■ **Brief**
This exercise asks for every record to be output again exactly.

··· Entries supplied

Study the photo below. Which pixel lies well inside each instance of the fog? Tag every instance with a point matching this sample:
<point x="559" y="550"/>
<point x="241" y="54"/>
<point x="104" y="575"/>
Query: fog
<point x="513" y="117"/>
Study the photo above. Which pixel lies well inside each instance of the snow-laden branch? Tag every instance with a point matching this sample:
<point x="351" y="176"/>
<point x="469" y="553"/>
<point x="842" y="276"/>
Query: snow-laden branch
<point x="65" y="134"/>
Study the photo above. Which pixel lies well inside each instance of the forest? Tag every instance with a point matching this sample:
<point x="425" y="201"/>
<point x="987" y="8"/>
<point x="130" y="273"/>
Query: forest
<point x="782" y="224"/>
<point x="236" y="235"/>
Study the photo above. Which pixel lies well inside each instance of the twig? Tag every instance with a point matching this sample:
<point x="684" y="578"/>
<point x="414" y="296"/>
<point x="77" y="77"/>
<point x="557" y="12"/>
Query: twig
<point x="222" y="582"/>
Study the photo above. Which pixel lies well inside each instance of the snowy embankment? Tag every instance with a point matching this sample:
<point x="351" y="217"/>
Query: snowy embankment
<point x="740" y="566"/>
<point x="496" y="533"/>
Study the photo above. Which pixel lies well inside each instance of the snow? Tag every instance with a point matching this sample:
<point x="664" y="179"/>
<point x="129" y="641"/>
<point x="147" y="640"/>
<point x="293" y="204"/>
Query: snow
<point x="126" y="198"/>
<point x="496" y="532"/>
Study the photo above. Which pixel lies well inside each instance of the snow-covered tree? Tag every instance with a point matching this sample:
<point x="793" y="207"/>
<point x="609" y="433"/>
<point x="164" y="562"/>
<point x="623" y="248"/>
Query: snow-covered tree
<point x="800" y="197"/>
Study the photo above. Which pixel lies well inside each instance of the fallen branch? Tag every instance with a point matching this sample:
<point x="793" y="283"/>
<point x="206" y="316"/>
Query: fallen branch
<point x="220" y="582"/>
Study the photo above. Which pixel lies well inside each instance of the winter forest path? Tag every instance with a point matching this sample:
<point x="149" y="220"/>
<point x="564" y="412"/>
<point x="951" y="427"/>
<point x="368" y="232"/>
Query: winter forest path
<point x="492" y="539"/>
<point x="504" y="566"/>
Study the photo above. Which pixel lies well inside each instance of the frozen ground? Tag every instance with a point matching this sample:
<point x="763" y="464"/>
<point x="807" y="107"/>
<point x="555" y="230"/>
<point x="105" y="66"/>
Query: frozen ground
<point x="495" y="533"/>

······

■ **The answer**
Study the photo below. Which pixel lies well inside each instance of the fog? Tag every instance with a point matching this sample:
<point x="559" y="550"/>
<point x="241" y="54"/>
<point x="104" y="575"/>
Query: fog
<point x="513" y="117"/>
Study the photo above. Which pixel lies well inside each instance of the snow-laden branch? Tag every instance with a point matching this sample:
<point x="351" y="176"/>
<point x="469" y="553"/>
<point x="842" y="276"/>
Query: snow-laden branch
<point x="65" y="134"/>
Study the photo above. Which pixel lies well inside each instance of the forest? Tag every instance with a point matching this sample:
<point x="425" y="201"/>
<point x="987" y="8"/>
<point x="130" y="273"/>
Query: forest
<point x="782" y="224"/>
<point x="236" y="235"/>
Study the photo above. Which pixel lies well inside each instance of the twig? Tag every instance with a point matching this sample:
<point x="684" y="578"/>
<point x="414" y="296"/>
<point x="77" y="77"/>
<point x="557" y="12"/>
Query: twig
<point x="222" y="582"/>
Study the photo above. Which pixel lies well inside each instance of the snowy embankment? Tag every instance with a point matching this sample:
<point x="351" y="217"/>
Query: snowy embankment
<point x="740" y="566"/>
<point x="496" y="533"/>
Study the photo above. Which pixel lies well inside each instance of the snow? Tag every instance with a point matching this sample:
<point x="664" y="179"/>
<point x="129" y="641"/>
<point x="147" y="640"/>
<point x="293" y="204"/>
Query: snow
<point x="126" y="198"/>
<point x="496" y="532"/>
Study the photo above. Which pixel lies well inside each instance of the snow-covered tree? Tag every instance with a point matching this sample:
<point x="793" y="207"/>
<point x="609" y="433"/>
<point x="164" y="562"/>
<point x="623" y="248"/>
Query: snow-covered tree
<point x="800" y="197"/>
Study the photo above. Which pixel lies well inside each instance of the fallen branch? Tag every instance with a point matching this sample:
<point x="793" y="283"/>
<point x="206" y="316"/>
Query: fallen branch
<point x="220" y="582"/>
Study the photo above. Which pixel lies well inside each instance of the winter forest path? Tag every instance with a point matching this sample:
<point x="149" y="220"/>
<point x="564" y="412"/>
<point x="951" y="427"/>
<point x="368" y="232"/>
Query: winter forest path
<point x="492" y="539"/>
<point x="504" y="566"/>
Study the photo above. Which pixel lies well inside each instance of the frozen ground? Tag every instance with a point matching this sample:
<point x="763" y="464"/>
<point x="807" y="107"/>
<point x="555" y="230"/>
<point x="105" y="66"/>
Query: frozen ground
<point x="495" y="533"/>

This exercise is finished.